Aim of the task
Every line of the listing must be repeated exactly.

*** Opening of Records provided ***

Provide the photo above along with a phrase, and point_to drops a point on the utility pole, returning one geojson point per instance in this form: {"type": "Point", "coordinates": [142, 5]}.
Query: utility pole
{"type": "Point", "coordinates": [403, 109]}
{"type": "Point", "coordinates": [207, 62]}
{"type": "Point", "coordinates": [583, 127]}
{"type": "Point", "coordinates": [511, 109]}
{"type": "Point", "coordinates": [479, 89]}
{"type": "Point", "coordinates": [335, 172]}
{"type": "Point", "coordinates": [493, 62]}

*** Close of Records provided ***

Output
Provide the photo above along with a phrase, and point_to drops a point on the utility pole, returning one geojson point per instance in this form: {"type": "Point", "coordinates": [142, 5]}.
Query: utility pole
{"type": "Point", "coordinates": [403, 109]}
{"type": "Point", "coordinates": [207, 62]}
{"type": "Point", "coordinates": [583, 127]}
{"type": "Point", "coordinates": [511, 109]}
{"type": "Point", "coordinates": [479, 89]}
{"type": "Point", "coordinates": [335, 172]}
{"type": "Point", "coordinates": [493, 62]}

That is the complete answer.